*取り組む課題*.
1) お遍路の体験を書いた文章を、「今の時間を楽しんで、苦痛と感じないようにすることも大事と強く思いました。」を含むところから書き写し、「最高という方が多かったです。」まで写したら終えてください。
2) お遍路についての文章の続きを、最後の文の次から書き進める。

*提示された文章*.

++++++++

生きていくうえで、これが大事なことだと歩きながら思いました。

今、自分や世の中をよりよくするために行動することが大事だなと思いました。

だからと言って、先を見すぎず今を楽しむ

歩いてるときに、これは強く感じました。
いい企業に入る、いい大学に入るために、今の時間を犠牲にして勉強する。
などあると思います。

もちろん、未来の自分をよくすることは大事だが、それを重視しすぎて今を犠牲にしすぎてはいけないのだと。

歩いてるとき、今日の宿をどこにしようか、明日までにあそこまでいこうか、1週間後にはあそこにいけるな。早く行動したい

など、先を見すぎて、今を楽しむことを忘れていました。

今の時間を楽しんで、苦痛と感じないようにすることも大事と強く思いました。
要するにポジティブに考え、どうすれば楽しくできるかを考えることが大事です。

空腹時の飲食は最高すぎる

食事が本当にうまくて泣きそうでした。

一日中歩いた後に、飲食する。

これってなかなか人生で経験することはないと思います。
何を食ってもおいしいし、何を飲んでもおいしいです。

特に、コーラがおいしくて泣きそうでした。自分は酒を飲みませんが、他のお遍路さんは夜のビールが最高という方が多かったです。

日常に感謝できる

お遍路は日常にある当たり前がなくなります。

トイレも常にあるわけではないので、感謝できます。
屋根も常にあるわけではないので、感謝できます。
歩きで回るので、車などの乗り物に、感謝できます。
歩いて回れたことで健康に、感謝できます。
常に一人で不安なことも多いため、他人に感謝できます。

不便と感じることは

般若心経の意味を理解

般若心経を各札所の本堂と大師堂で音読します。

結願するまでに暗記はできましたが、意味は分からなかったです。

結願後に、霊山寺の尼さんからいただいたアドバイスは般若心経に基づいたものだということで、意味を調べました。

般若心経における「空」の意味を考える

般若心経が一番伝えたいことは「照見五蘊皆空(しょうけんごうんかいくう)」です。
この言葉は、簡単に言えば「この世のすべてのものは空(くう)である」ということを表していると思います。

「空」とは何か?

「実体がなく、移り変わる」という意味です。
つまり、この世のすべては移ろいゆくものであり、固定された・絶対的なモノは存在しないということです。

  • この世のものには実体がない
  • すべては移り変わっていく
  • 絶対的な考え方や価値観も存在しない

つまり、絶対的なものはないということも含めて、霊山寺の尼さんは

枠にとらわれずにもっと大きな自分に

ということを教えてくれたのではないかと。これは胸に刻みました。

価値観や感情も「空」

さらに言えば、結果というものもまた、様々な要素が絡み合って変化しながら生まれる一時的な現象です。
これは物質的なことだけでなく、感情にも言えることだと思います。

  • 苦しいことがあるからこそ、楽しいと感じられる
  • 同じ出来事でも、人やそのときの感情によって受け取り方が変わる

だからこそ、考えや価値観などに、これが正解とか不正解みたいなものはないと思います。

++++++++

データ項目
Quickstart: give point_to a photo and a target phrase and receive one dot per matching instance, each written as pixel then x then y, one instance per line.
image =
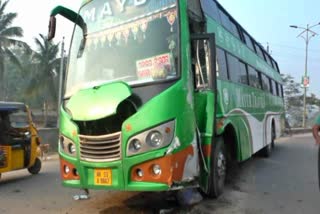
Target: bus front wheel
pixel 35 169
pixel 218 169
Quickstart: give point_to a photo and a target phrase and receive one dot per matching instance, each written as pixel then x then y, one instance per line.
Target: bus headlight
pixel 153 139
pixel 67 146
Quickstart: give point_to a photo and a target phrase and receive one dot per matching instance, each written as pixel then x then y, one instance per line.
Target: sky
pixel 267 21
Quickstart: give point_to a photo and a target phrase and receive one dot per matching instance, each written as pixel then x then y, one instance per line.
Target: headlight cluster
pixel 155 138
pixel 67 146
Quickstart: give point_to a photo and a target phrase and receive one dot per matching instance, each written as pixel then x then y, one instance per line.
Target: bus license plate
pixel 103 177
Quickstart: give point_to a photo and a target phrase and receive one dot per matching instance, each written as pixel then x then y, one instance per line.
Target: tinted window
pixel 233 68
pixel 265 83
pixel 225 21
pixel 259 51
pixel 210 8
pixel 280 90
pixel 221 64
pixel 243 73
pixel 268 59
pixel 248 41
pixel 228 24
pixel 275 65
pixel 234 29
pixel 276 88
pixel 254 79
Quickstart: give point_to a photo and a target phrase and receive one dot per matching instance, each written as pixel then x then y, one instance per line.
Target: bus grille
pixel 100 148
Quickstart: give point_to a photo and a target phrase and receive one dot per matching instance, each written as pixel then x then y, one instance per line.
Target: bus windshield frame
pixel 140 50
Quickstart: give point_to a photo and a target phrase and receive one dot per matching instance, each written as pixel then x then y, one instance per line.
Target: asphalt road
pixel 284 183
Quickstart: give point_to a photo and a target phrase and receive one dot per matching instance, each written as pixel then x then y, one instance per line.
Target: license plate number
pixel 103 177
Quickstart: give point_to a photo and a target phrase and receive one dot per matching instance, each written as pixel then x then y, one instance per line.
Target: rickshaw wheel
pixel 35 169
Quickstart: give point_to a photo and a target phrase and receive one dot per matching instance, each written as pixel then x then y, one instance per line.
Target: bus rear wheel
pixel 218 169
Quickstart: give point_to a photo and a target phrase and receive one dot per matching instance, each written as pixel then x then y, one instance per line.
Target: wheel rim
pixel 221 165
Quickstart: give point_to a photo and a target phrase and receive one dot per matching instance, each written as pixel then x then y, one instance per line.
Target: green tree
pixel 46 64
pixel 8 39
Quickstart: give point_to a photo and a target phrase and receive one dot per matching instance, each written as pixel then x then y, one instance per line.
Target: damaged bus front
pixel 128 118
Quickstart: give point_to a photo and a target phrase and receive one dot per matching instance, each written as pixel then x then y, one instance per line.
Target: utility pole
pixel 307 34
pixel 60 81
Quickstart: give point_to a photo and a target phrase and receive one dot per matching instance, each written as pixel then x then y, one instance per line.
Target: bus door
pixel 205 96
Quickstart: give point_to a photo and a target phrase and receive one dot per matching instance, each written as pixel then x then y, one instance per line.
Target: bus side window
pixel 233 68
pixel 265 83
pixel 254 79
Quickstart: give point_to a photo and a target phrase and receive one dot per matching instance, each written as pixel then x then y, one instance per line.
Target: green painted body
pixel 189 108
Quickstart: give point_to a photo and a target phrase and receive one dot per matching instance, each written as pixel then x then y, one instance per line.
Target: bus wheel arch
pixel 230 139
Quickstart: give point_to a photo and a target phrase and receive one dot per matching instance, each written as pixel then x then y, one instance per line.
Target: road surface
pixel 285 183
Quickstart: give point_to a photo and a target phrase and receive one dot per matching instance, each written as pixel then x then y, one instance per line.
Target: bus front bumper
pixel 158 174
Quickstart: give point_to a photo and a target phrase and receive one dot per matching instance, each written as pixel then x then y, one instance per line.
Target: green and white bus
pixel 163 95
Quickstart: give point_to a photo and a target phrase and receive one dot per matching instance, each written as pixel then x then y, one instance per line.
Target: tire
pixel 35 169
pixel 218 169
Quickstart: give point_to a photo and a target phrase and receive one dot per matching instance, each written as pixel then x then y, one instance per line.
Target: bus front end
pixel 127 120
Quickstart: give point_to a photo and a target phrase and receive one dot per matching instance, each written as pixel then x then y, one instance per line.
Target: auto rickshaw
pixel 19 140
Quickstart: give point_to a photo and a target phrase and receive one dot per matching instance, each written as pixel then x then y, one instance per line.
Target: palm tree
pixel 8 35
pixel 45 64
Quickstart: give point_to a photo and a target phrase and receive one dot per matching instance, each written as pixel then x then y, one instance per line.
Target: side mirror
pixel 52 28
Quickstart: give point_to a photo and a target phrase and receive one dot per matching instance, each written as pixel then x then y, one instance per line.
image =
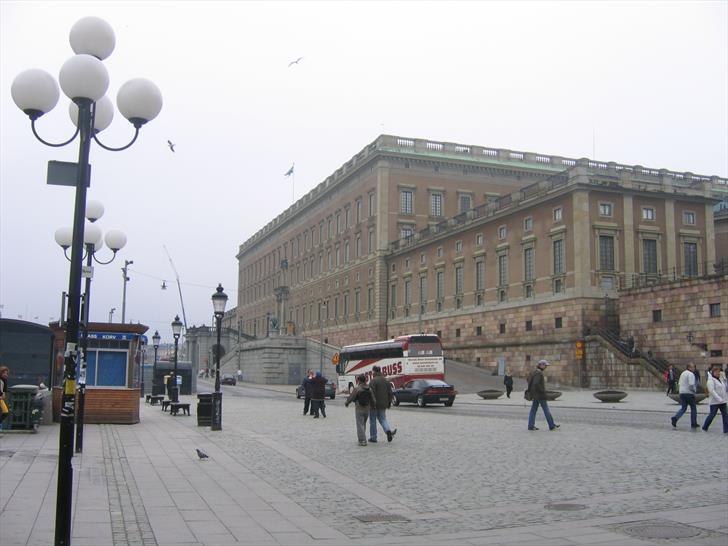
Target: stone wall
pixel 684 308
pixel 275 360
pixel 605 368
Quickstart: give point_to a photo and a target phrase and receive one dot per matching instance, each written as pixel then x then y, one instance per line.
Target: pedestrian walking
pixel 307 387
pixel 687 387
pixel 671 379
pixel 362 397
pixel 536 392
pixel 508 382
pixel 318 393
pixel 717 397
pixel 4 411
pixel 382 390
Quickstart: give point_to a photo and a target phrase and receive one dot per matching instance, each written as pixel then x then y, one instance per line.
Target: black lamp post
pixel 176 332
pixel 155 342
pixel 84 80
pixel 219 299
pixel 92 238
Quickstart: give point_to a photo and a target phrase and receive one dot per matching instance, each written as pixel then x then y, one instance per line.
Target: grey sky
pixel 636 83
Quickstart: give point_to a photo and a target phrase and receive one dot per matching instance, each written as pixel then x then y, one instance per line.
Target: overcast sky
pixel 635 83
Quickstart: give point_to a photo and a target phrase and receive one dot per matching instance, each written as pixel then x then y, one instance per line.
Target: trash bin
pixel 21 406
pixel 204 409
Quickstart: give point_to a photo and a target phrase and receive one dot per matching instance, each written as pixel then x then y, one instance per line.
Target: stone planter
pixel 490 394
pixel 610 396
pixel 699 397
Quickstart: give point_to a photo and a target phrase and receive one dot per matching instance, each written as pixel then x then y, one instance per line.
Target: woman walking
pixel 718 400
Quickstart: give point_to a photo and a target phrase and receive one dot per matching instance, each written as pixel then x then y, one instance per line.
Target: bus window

++++++++

*結果*.
1)
今の時間を楽しんで、苦痛と感じないようにすることも大事と強く思いました。
要するにポジティブに考え、どうすれば楽しくできるかを考えることが大事です。

空腹時の飲食は最高すぎる

食事が本当にうまくて泣きそうでした。

一日中歩いた後に、飲食する。

これってなかなか人生で経験することはないと思います。
何を食ってもおいしいし、何を飲んでもおいしいです。

特に、コーラがおいしくて泣きそうでした。自分は酒を飲みませんが、他のお遍路さんは夜のビールが最高という方が多かったです。

2)
すべての人がすべての瞬間に、同じ出来事に対して、同じように受け取るとは限らないですから。

「照見五蘊皆空」の理解が深まる

このように、あらゆるものは移り変わり、「空」であるという視点から見ることで、
般若心経が伝えようとしていることが、少しずつ自分の中で腑に落ちてきたように感じます。
この考えはかなり素晴らしいと思いました。

色々な考えがあり、価値観がある。
人によって合う合わないはあるが、絶対的なものなどない

すごく勉強になりました。これは今後の人生に大いに役立つと思います。

若くして、お遍路に行く意味

日本の若い人で、お遍路している人は少ないです。
特に4月~5月(若者は春休みも終わって、入社シーズンのため、忙しい)で回ったため、日本人の若いお遍路さんには会わなかったです。
同世代の若者が経験してない、だからこそ、行く意味があるのではないかと思います。

お遍路は人生の視野が広がります。

特に、20代は仕事のキャリア・働き方や、人間関係、生き方など、決めれない、わからないなど多いと思います。
大学などの教育機関を卒業すると主体的に生き方や生きる軸を決める必要があるんじゃないかと思います。
大学までは、いくら自分の人生といえども、周りに合わせたり、親や教員などの周りが進路を導いてくれることも多いと思います。

なので、主体的に人生の進路を決めるといった経験は、少ない人が多いのではないしょうか。

主体的に生き方や生きる軸を決める

これが結構難しいと思うんですよね。周りを見渡すと、

周りに合わせて流れるままに就職し、特に目標もなく、ただ会社勤めをつづける。

という人が多いようにみえます。
そこには、生き方や生きる軸がないように思えます。働いているうちにこれらが見つかることがあるかもしれないです。

そして、それらを決めるには自分を知る必要があります。

お遍路に行くと、ずっと歩いているため、いろんなことを考える時間がかなりあります。
そして、歩いていると、頭の回転がよくなり、いろいろ考えることができます。
結果、自分の特性を考慮して自分を知り、どうやって生きていくかを探ることができます。

生き方や軸が定まれば、自分のやるべきことが見つかり、有意義な人生が過ごせるのではないかと考えています。

自分もお遍路やり切ったことで今後の生き方について、だいぶ定まってきたように思えます。

また、若いうちにこうやって歩ききれば、健康にも気を遣えるようになり、自信にもつながります。
人生で大事なことが見つけれる、いい機会になると思います。

さいごに

若い人に限らず、悩んだり、自信がなくなったり、心が病んでしまったら、一度お遍路さんの旅に出てみてほしいです。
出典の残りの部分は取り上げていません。